*** Block opens ***

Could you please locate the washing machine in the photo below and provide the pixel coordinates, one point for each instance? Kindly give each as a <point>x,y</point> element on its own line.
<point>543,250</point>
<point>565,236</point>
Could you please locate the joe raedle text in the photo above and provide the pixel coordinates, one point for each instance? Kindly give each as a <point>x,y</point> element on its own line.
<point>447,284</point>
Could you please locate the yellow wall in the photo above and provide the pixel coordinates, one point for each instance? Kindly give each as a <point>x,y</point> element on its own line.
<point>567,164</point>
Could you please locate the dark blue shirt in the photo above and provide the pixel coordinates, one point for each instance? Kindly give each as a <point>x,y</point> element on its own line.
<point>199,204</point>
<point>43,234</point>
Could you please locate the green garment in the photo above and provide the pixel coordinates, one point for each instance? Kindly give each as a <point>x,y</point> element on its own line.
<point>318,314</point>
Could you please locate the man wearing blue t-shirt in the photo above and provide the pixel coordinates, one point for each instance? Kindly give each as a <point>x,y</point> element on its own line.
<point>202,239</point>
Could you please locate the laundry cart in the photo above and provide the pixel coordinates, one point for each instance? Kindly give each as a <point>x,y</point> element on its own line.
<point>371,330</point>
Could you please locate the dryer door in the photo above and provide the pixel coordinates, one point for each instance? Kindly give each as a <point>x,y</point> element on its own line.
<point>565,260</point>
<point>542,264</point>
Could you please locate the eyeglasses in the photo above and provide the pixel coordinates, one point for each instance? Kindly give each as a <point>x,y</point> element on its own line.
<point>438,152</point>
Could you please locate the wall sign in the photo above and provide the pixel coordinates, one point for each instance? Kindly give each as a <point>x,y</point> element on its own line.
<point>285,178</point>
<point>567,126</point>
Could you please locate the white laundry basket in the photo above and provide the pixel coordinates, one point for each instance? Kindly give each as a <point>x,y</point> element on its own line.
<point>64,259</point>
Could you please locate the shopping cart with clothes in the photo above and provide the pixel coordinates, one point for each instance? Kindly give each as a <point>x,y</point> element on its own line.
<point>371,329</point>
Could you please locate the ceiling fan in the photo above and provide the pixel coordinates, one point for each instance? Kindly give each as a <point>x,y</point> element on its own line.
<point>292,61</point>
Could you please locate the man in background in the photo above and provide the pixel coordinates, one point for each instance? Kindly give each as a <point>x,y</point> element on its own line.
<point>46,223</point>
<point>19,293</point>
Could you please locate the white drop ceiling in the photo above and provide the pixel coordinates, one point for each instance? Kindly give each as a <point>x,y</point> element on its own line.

*** Block closes ***

Give back the whole listing, word for word.

Could you please locate the washing machine in the photo below and provide the pixel coordinates, one point for each instance? Kindly give each as a <point>x,y</point> element on its own line.
<point>543,250</point>
<point>565,236</point>
Could you please locate the joe raedle text in the photo above and provide the pixel coordinates, one point for each instance? Kindly give each as a <point>x,y</point> element on its own line.
<point>447,284</point>
Could you please locate the yellow wall in the photo above and provide the pixel coordinates, one point for each instance? Kindly give each as a <point>x,y</point> element on its own line.
<point>567,164</point>
Could you please locate the dark blue shirt in the photo above and provide the pixel coordinates, one point for each instance? Kindly give each as a <point>x,y</point> element on its own line.
<point>199,204</point>
<point>43,234</point>
Could you please locate the green garment in the photo above and provide the pixel coordinates, one point for each instance? Kindly give each as a <point>x,y</point> element on its own line.
<point>318,314</point>
Could you please locate the man wearing blue t-shirt in the photo above and provide the pixel coordinates, one point for each instance? Kindly give each as a <point>x,y</point> element on its own line.
<point>202,239</point>
Could you please locate the laundry cart in the photo above and provide the pixel coordinates, one point for each instance? Kindly give each as a <point>x,y</point> element on its own line.
<point>371,330</point>
Could you please locate the dryer door in the photo above and provide the pixel coordinates, one point for each instance? Kindly give each as a <point>x,y</point> element on its own line.
<point>565,260</point>
<point>542,264</point>
Could you please locate the eyeglasses in the photo above and provide the pixel coordinates, one point for each instance? Kindly give each as a <point>x,y</point> element on its own line.
<point>438,152</point>
Could you please locate the wall sign in the photo above and provide the pixel coordinates, one point for each instance? Kindly give each as a <point>x,y</point> element on its own line.
<point>285,178</point>
<point>567,126</point>
Could you please locate the white laundry basket in the photo above and provide the pixel coordinates, one point for each instance? Kindly give each as a <point>x,y</point> element on its own line.
<point>64,259</point>
Could you please locate the shopping cart with clothes in the photo above and provide the pixel coordinates, one point for each instance? Kindly give each as a <point>x,y</point> element on its own line.
<point>371,329</point>
Could you please locate the ceiling fan in the photo above and provide the pixel coordinates, one point for each instance? Kindly give each as a <point>x,y</point> element on its own line.
<point>292,61</point>
Could you please locate the man in background in the photo above and provide the pixel coordinates, one point for each instance? Kindly give each as a <point>x,y</point> element on its own line.
<point>46,223</point>
<point>19,293</point>
Could you please locate the white drop ceiling in the photo above and provide the pixel coordinates, one point for each instance? Kindly give each as a <point>x,y</point> element on its own line.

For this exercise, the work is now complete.